Bagian Dokumen
○ ○ ○ ○

(038) Sekali lagi…, visa!

Tahun 2011 bagi saya adalah tahun pembuatan visa. Di awal tahun saya dapat visa Kolombia karena tinggal di negara ini, di pertengahan tahun sibuk mengajukan visa Amerika Serikat yang tujuan awalnya untuk kemungkinan transit, dan menjelang akhir tahun giliran visa Australia yang harus diurus untuk pulang kampung. Ceritanya, ketika sedang mengurus visa Amerika Serikat di bulan Agustus, saya baru ingat, visa Australia juga harus segera diajukan karena yang ada sudah kadaluarsa. Selain itu, rencana pulang kampung di Februari 2012 juga akan ke Australia dulu, kemudian ke Indonesia.

Sebetulnya jadwal cuti kami waktu itu masih lama, tetapi berdasarkan pengalaman, mengurus visa Australia di saat menjelang pergantian tahun bukanlah hal yang tepat, bisa sangat lama. Sehingga meski saat itu masih September, saya putuskan untuk disiapkan saja. Untuk urusan visa Australia ini (kategori General Visitor), bisa dibilang saya lumayan hafal prosedurnya. Ini ketiga kalinya saya mengajukan Visa Australia. Dibandingkan visa Amerika Serikat, visa Australia lebih sederhana prosedurnya, tidak ada wawancara seperti visa Amerika Serikat, atau biometric scan seperti visa negara-negara Eropa, dan prosesnya lumayan cepat, sekitar 5 s/d 10 hari kerja. Jadi waktu itu saya pikir, gampang lah.. Padahal…

Ketika sedang mencari formulir visa edisi terbaru di website Imigrasi Australia, saya baru ngeh ternyata di Kolombia tidak ada Kedutaan Australia. Jadi jika ada keperluan terkait visa dan segala pernak perniknya harus menghubungi Kedutaan Australia terdekat yang ada di Santiago, Chilé (yang ‘hanya’ 7 jam penerbangan dari Kolombia.., belum termasuk durasi transit.. Duh!). Saya harus kirim semua berkas aplikasi visa (termasuk paspor) ke sana. Di benua Amerika Selatan ternyata hanya ada satu Kedutaan Australia, di negara Chilé ini, setidaknya pada saat itu. Saya merasa waswas karena artinya si paspor hijauku tercinta itu akan bepergian ke luar negeri (dalam paket DHL tentunya) tanpa saya. Sebetulnya lebih rela kalau saya saja yang diminta datang ke Chilé, tapi sudahlah.., saya pikir semua akan baik-baik saja..

Semua berkas akhirnya selesai, termasuk urusan biaya visa. Di Kedutaan Australia di Jakarta, metode pembayaran yang diterima adalah uang tunai dan/atau cek (bank cheque). Di formulir permohonan yang saya punya ini ada pilihan kartu kredit ternyata, jadi saya ambil opsi tersebut. Namun ketika sedang menyiapkan berkas, orang admin di kantornya M bilang bahwa pembayaran biaya visa harus berupa cek dalam US$ yang dikeluarkan oleh bank Amerika Serikat dari rekening yang terdaftar di kantor cabang di Amerika Serikat. Apa..???!!!!???

○ ○ ○ ○

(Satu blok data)
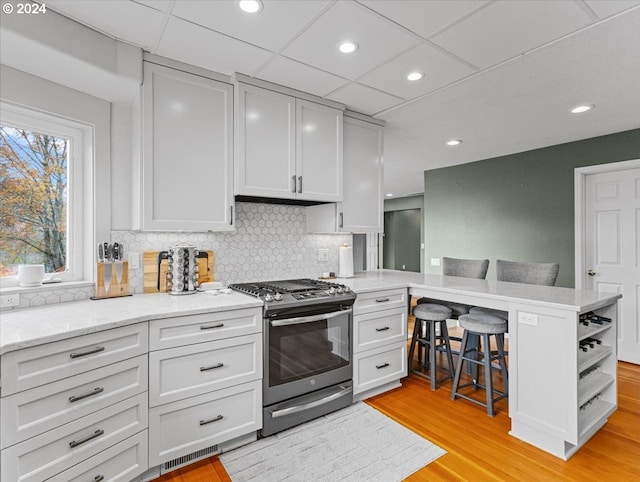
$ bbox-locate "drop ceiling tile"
[358,45,475,100]
[283,1,418,79]
[360,0,486,38]
[256,56,349,97]
[132,0,173,12]
[171,0,329,51]
[431,0,590,68]
[154,17,272,75]
[586,0,640,18]
[327,83,403,115]
[46,0,164,49]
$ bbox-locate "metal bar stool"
[408,303,453,390]
[451,313,509,417]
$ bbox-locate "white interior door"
[576,160,640,364]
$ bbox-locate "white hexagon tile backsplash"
[5,203,353,309]
[111,203,352,293]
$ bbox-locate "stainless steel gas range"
[229,279,356,436]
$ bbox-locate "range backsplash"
[111,203,352,293]
[8,203,353,309]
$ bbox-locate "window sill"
[0,281,95,295]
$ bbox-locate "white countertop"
[0,270,621,355]
[336,269,622,312]
[0,292,262,355]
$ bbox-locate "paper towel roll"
[338,245,353,278]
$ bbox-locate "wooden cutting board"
[142,251,215,293]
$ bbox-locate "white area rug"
[220,402,446,482]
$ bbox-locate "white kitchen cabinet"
[353,289,407,401]
[149,307,262,469]
[307,115,384,233]
[235,83,343,202]
[0,323,149,482]
[139,62,234,231]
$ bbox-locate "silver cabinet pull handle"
[200,415,224,425]
[69,430,104,449]
[200,323,224,330]
[69,387,104,403]
[69,346,104,358]
[200,363,224,372]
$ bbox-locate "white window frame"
[0,102,94,288]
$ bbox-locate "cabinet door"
[338,117,384,233]
[296,99,342,202]
[142,63,233,231]
[236,84,296,199]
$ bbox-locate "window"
[0,104,91,286]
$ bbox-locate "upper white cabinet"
[307,116,384,233]
[139,62,234,231]
[235,83,343,202]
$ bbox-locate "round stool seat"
[458,313,507,334]
[418,298,471,318]
[469,306,509,320]
[413,303,451,321]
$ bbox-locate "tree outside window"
[0,123,70,276]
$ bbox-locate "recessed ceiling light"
[338,40,358,54]
[238,0,262,13]
[571,104,595,114]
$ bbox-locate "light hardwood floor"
[157,318,640,482]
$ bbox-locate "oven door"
[263,305,353,406]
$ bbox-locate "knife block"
[94,261,129,299]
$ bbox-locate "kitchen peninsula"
[0,270,621,480]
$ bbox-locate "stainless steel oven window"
[268,310,351,387]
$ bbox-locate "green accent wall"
[423,129,640,287]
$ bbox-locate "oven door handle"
[270,308,353,327]
[271,385,353,418]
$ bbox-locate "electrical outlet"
[127,252,140,269]
[0,293,20,308]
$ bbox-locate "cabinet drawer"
[47,430,149,482]
[2,323,149,397]
[353,341,407,395]
[1,393,148,482]
[353,288,409,315]
[0,355,148,448]
[149,334,262,407]
[149,380,262,467]
[353,308,407,353]
[149,308,262,350]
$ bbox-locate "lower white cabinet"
[149,380,262,467]
[353,289,408,400]
[149,307,263,471]
[47,430,149,482]
[2,393,148,482]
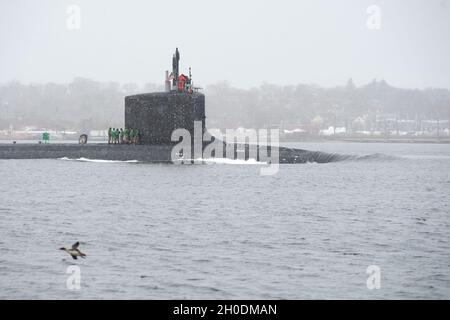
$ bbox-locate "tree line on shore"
[0,78,450,131]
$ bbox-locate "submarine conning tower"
[125,48,206,145]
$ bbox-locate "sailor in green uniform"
[108,127,112,144]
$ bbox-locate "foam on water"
[58,157,139,163]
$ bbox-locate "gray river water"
[0,143,450,299]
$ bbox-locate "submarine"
[0,48,352,164]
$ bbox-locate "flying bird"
[59,241,86,260]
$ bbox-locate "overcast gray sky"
[0,0,450,88]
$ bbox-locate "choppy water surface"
[0,143,450,299]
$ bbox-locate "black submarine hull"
[0,143,353,164]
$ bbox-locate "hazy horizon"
[0,0,450,89]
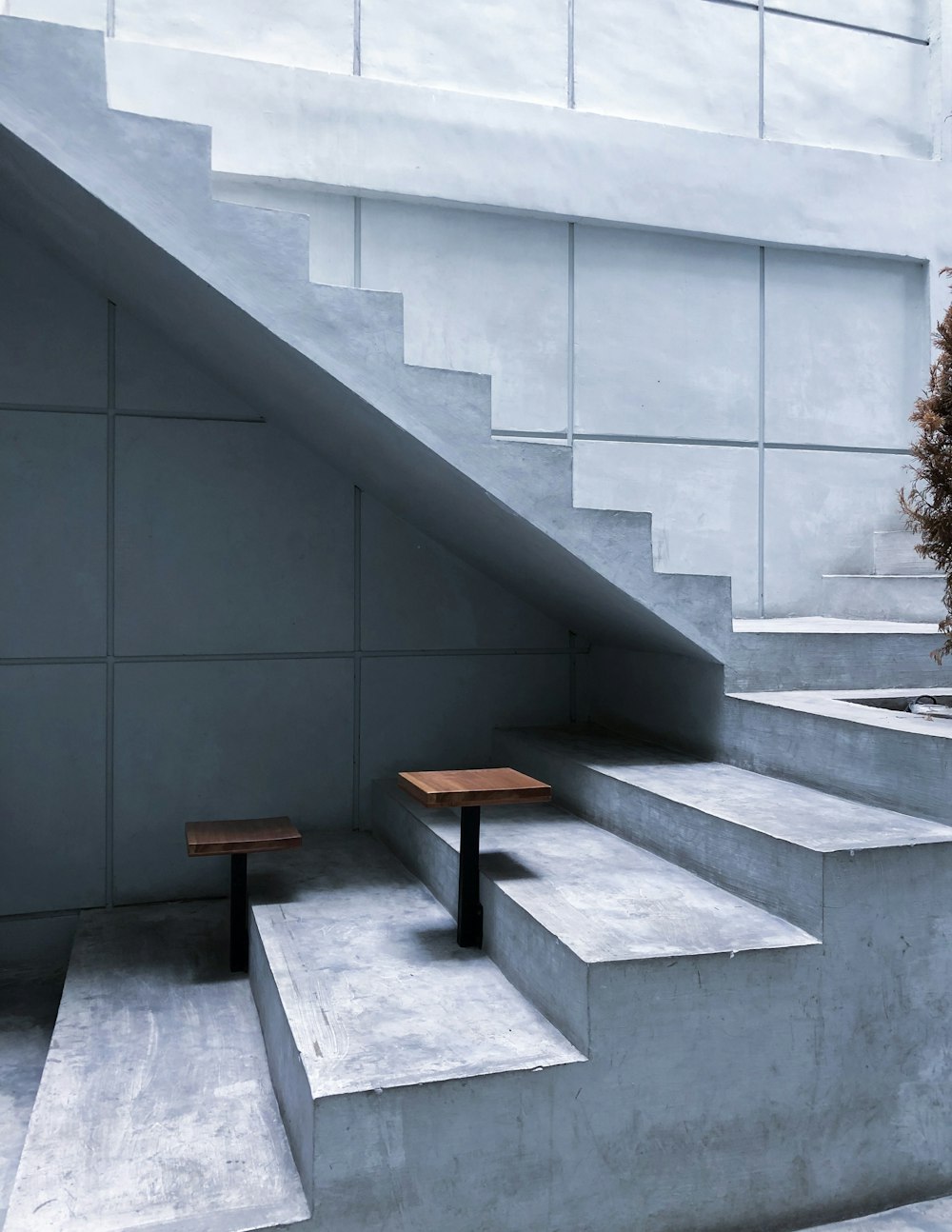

○ ○ ○ ○

Sambung kembali tulisan tentang pengurusan visa Australia dari Kolombia itu, mulai dari titik terakhirnya. Data tersebut berasal dari sumber lain.

Hasil Tugas
Masuk akal gak sih..??? Kenapa jadi rempong begini ya…??? Ini artinya saya harus minta tolong seseorang yang memiliki rekening bank Amerika Serikat yang nomer akunnya itu dibuka/terdaftar di kantor cabang di Amerika Serikat agar mengeluarkan cek senilai biaya visa (US$ 120) untuk dikirim bersama dengan berkas lainnya… Duuuuhhhh..!!! Tepok jidat kenceng banget..!

Saya kasih tahu M soal ini dan dia langsung misuh-misuh. Informasi yang saya temukan di website-nya tidak jelas, hanya bilang bahwa pembayaran bisa tunai, cek, atau kartu kredit, dan katanya jika ada yang kurang jelas harus menghubungi kantor kedutaan terkait. Saya coba hubungi tapi tidak tersambung:-( Kemudian M konfirmasi lagi ke admin kantornya, jawabannya masih sama. Sementara saya konfirmasi ke Tess. Katanya, kalau soal biaya visa tidak paham, tapi kalau tentang biaya pembuatan paspor memang seperti itulah prosedur yang dialami Tess dan suaminya, Matt, (keduanya WN Australia) waktu mengajukan paspor Australia untuk anaknya, Chelsea, yang lahir di Kolombia. Waktu itu pun mereka minta tolong teman mereka, orang Amerika yang kebetulan sedang berada di Amerika. Nah, mendengar hal ini, saya jadi agak lega, saya pikir mungkin itu prosedur untuk paspor, bukan visa. Akhirnya saya dan M sepakat untuk tetap ambil opsi kartu kredit, yakin itu bisa diterima.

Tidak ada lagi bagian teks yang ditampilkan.